● **Your objective**:
Write the listing out again verbatim, leaving nothing out.

● **Record set**:
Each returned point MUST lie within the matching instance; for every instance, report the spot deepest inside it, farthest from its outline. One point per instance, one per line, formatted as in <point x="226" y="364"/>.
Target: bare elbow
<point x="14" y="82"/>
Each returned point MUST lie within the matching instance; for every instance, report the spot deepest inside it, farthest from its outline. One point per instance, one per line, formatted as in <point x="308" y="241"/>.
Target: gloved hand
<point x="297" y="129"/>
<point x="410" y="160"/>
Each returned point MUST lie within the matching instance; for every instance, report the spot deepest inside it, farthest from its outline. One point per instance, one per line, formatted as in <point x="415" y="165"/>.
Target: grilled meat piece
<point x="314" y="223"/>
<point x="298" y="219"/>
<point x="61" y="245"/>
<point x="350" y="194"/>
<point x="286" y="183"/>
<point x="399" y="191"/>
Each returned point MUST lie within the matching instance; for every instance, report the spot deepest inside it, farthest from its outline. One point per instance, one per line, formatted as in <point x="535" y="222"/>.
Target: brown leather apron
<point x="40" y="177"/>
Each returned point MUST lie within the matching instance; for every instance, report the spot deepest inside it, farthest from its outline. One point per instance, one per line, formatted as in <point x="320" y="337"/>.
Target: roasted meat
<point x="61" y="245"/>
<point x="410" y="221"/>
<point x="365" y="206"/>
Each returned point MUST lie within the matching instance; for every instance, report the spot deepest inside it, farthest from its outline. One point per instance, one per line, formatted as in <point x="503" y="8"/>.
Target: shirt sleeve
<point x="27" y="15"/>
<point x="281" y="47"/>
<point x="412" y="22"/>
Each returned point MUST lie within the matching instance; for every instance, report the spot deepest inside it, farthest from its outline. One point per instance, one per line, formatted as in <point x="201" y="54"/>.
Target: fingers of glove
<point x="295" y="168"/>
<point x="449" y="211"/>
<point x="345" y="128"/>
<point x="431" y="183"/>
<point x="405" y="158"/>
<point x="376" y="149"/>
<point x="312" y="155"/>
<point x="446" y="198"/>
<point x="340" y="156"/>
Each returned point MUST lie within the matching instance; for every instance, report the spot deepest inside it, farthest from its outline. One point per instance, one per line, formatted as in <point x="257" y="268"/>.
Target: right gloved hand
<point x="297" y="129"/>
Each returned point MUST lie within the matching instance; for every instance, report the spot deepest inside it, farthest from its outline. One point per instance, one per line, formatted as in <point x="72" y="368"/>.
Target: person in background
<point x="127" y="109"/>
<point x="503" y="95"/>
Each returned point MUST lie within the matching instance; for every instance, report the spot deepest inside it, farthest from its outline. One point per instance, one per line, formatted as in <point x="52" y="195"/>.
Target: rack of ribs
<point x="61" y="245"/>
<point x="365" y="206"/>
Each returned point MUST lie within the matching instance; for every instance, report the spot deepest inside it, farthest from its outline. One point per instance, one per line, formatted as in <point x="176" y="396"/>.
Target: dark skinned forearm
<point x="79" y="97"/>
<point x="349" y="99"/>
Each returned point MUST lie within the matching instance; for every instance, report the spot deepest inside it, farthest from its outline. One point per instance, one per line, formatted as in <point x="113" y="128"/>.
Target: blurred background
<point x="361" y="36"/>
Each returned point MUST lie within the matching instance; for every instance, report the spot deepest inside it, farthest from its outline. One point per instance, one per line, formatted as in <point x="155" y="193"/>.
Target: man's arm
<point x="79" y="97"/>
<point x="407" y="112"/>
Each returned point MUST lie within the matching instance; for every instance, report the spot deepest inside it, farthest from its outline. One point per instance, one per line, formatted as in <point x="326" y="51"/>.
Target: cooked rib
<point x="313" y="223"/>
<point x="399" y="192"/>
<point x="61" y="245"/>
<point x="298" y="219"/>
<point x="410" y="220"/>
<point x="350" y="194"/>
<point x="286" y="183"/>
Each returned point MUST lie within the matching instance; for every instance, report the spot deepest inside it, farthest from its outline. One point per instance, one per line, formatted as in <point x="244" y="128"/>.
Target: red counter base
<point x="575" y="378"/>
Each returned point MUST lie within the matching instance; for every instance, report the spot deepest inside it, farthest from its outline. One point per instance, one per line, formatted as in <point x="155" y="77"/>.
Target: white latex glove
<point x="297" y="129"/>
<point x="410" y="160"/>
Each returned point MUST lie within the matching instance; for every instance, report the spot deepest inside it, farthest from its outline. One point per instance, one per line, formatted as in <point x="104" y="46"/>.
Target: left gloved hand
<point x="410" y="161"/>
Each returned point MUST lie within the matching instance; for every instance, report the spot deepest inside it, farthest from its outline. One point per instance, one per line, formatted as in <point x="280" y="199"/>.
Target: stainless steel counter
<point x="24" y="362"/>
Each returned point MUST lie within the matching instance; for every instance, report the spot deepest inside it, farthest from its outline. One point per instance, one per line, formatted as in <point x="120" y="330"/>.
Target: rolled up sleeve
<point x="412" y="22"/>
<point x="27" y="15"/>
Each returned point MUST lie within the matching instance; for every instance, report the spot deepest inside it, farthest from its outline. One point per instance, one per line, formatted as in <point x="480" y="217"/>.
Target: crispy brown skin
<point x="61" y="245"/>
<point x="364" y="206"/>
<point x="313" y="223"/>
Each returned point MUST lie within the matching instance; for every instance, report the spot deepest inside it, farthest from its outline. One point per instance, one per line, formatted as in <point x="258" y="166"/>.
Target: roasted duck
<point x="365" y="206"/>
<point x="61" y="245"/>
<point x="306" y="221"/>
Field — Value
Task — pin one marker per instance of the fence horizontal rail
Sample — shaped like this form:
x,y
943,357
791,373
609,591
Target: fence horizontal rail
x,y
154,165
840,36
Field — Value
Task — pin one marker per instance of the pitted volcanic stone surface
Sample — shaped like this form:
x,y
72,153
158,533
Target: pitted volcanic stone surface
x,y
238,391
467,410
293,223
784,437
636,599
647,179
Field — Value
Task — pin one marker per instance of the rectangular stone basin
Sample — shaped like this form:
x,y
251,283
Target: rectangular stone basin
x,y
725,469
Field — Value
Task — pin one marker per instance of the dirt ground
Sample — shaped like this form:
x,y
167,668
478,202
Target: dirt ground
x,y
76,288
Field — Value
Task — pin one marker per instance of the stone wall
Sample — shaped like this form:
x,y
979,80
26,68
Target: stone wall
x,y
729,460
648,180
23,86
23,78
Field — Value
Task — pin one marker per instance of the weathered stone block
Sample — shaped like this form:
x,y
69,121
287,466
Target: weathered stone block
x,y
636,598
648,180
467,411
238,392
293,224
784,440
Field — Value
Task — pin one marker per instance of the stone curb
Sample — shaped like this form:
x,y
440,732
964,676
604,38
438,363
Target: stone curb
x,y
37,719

● **Response to the task**:
Each returned point MUST lie within the matching instance; for every instance, report the spot deepest inside it, farthest from its outline. One point per instance, one per line, formatted as in <point x="226" y="364"/>.
Target: bare elbow
<point x="14" y="82"/>
Each returned point MUST lie within the matching instance; for every instance, report the spot deepest inside it, farthest from its outline. One point per instance, one per line, formatted as in <point x="308" y="241"/>.
Target: gloved hand
<point x="297" y="129"/>
<point x="410" y="160"/>
Each returned point MUST lie within the matching instance; for every instance, report the spot deepest inside it, farthest from its outline. One point per instance, one per line, formatted as in <point x="415" y="165"/>.
Target: grilled meat piece
<point x="314" y="223"/>
<point x="298" y="219"/>
<point x="61" y="245"/>
<point x="350" y="194"/>
<point x="286" y="183"/>
<point x="399" y="191"/>
Each returned point MUST lie within the matching instance; for every instance, report the spot deepest inside it, farthest from its outline. One point per instance, one per line, formatted as in <point x="535" y="222"/>.
Target: brown leather apron
<point x="40" y="177"/>
Each returned point MUST lie within the matching instance; for every instance, report the spot deepest inside it, farthest from its outline. One point per instance, one per line, formatted as in <point x="320" y="337"/>.
Target: roasted meat
<point x="61" y="245"/>
<point x="410" y="221"/>
<point x="365" y="206"/>
Each returned point MUST lie within the matching instance; for every instance, report the spot deepest inside it, farthest from its outline. One point per instance, one per line, formatted as in <point x="503" y="8"/>.
Target: shirt sleeve
<point x="27" y="15"/>
<point x="281" y="47"/>
<point x="412" y="22"/>
Each returned point MUST lie within the matching instance; for every instance, report the spot deepest inside it, farthest from its outline. One point per instance, one per line, formatted as in <point x="201" y="54"/>.
Target: fingers of glove
<point x="295" y="168"/>
<point x="449" y="211"/>
<point x="345" y="128"/>
<point x="431" y="183"/>
<point x="405" y="158"/>
<point x="376" y="149"/>
<point x="312" y="155"/>
<point x="446" y="198"/>
<point x="340" y="156"/>
Each returned point MUST lie within the matching instance; for every instance, report the spot deepest inside it, farthest from its outline. One point per instance, one per line, formatted as in <point x="257" y="268"/>.
Target: right gloved hand
<point x="297" y="129"/>
Each returned point MUST lie within the matching instance; for every instance, report the spot deepest inside it, farthest from its outline. One point per instance, one per line, formatted as in <point x="72" y="368"/>.
Target: person in background
<point x="127" y="109"/>
<point x="503" y="95"/>
Each returned point MUST lie within the matching instance; for every instance, report the spot deepest inside it, farthest from its outline. One point per instance, one per line, formatted as in <point x="52" y="195"/>.
Target: rack of ribs
<point x="61" y="245"/>
<point x="365" y="206"/>
Each returned point MUST lie within the matching instance; for every instance, report the spot deepest inside it, farthest from its outline. One point per instance, one per line, formatted as in <point x="176" y="396"/>.
Target: dark skinned forearm
<point x="79" y="97"/>
<point x="349" y="99"/>
Each returned point MUST lie within the matching instance; for every instance, report the spot deepest inside it, farthest from its outline. One point per instance, one per line, formatted as in <point x="113" y="128"/>.
Target: blurred background
<point x="361" y="36"/>
Each returned point MUST lie within the matching instance; for every instance, report the spot deepest inside it, farthest from its outline. One point per instance, one per line, formatted as in <point x="155" y="193"/>.
Target: man's arm
<point x="79" y="97"/>
<point x="407" y="112"/>
Each returned point MUST lie within the matching instance; for every instance, report the spot deepest inside it, farthest from its outline. One point per instance, one per line, formatted as in <point x="326" y="51"/>.
Target: cooked rib
<point x="313" y="223"/>
<point x="399" y="192"/>
<point x="61" y="245"/>
<point x="298" y="219"/>
<point x="410" y="220"/>
<point x="350" y="194"/>
<point x="286" y="183"/>
Each returned point MUST lie within the matching instance; for every instance, report the spot deepest inside it, farthest from its outline. One point per instance, one per line, formatted as in <point x="244" y="128"/>.
Target: red counter base
<point x="575" y="378"/>
Each returned point MUST lie within the matching instance; for every instance, report the spot deepest inside it, farthest from its outline. One point per instance, one per line, formatted as in <point x="155" y="77"/>.
Target: white latex glove
<point x="297" y="129"/>
<point x="410" y="160"/>
Each returned point MUST lie within the matching instance; for every instance, report the spot deepest inside it, farthest from its outline. One point per instance, one per line, formatted as in <point x="104" y="46"/>.
Target: left gloved hand
<point x="410" y="161"/>
Each returned point MUST lie within the matching instance; for every instance, report the spot deepest inside it, farthest from its outline. One point per instance, one per line, formatted as in <point x="280" y="199"/>.
Target: stainless steel counter
<point x="24" y="362"/>
Each returned point MUST lie within the matching instance; for every instance, report the spot deepest inside it, farthest from its outline. One point per instance, one per line, formatted as in <point x="120" y="330"/>.
Target: rolled up sleeve
<point x="412" y="22"/>
<point x="27" y="15"/>
Each returned point MUST lie within the matching instance; for every instance, report the spot deepest inside it, farthest from its outline. One point per instance, one per line, formatted as in <point x="480" y="217"/>.
Target: crispy brown skin
<point x="61" y="245"/>
<point x="364" y="206"/>
<point x="313" y="223"/>
Each returned point MUST lie within the matching instance; for every instance, report the spot deepest inside it, farthest from its outline. One point per instance, one per line, formatted as in <point x="258" y="166"/>.
Target: roasted duck
<point x="365" y="206"/>
<point x="61" y="245"/>
<point x="306" y="221"/>
Field — Value
Task — pin one marker per instance of the fence horizontal rail
Sample — shaped like this form:
x,y
943,357
791,373
609,591
Target: fence horizontal rail
x,y
154,165
840,36
Field — Value
Task — pin one marker per instance of the pitted volcanic stone surface
Sample — shaped like this form:
x,y
72,153
158,533
Target: pitted volcanic stone surface
x,y
238,391
467,410
293,223
784,437
636,599
647,179
Field — Value
Task — pin one marker per instance of the rectangular stone basin
Sample — shaped like this form:
x,y
251,283
Target: rectangular stone basin
x,y
725,469
Field — Value
Task — pin one marker per instance of the dirt ground
Sample — shaped like this form:
x,y
167,668
478,202
Target: dirt ground
x,y
76,288
Field — Value
Task — pin one marker per instance of the stone wall
Sample — shaped like this form:
x,y
979,80
26,68
Target: stone wall
x,y
729,460
648,180
23,86
23,78
Field — Value
Task — pin one marker per instance of the weathered stone block
Sample — shaped like this form:
x,y
69,121
287,466
Target: weathered stone block
x,y
636,598
648,180
467,411
238,392
293,224
784,440
Field — Value
Task — pin one marker per instance of the stone curb
Sample — shaped like this form:
x,y
440,732
964,676
604,38
438,363
Target: stone curb
x,y
37,719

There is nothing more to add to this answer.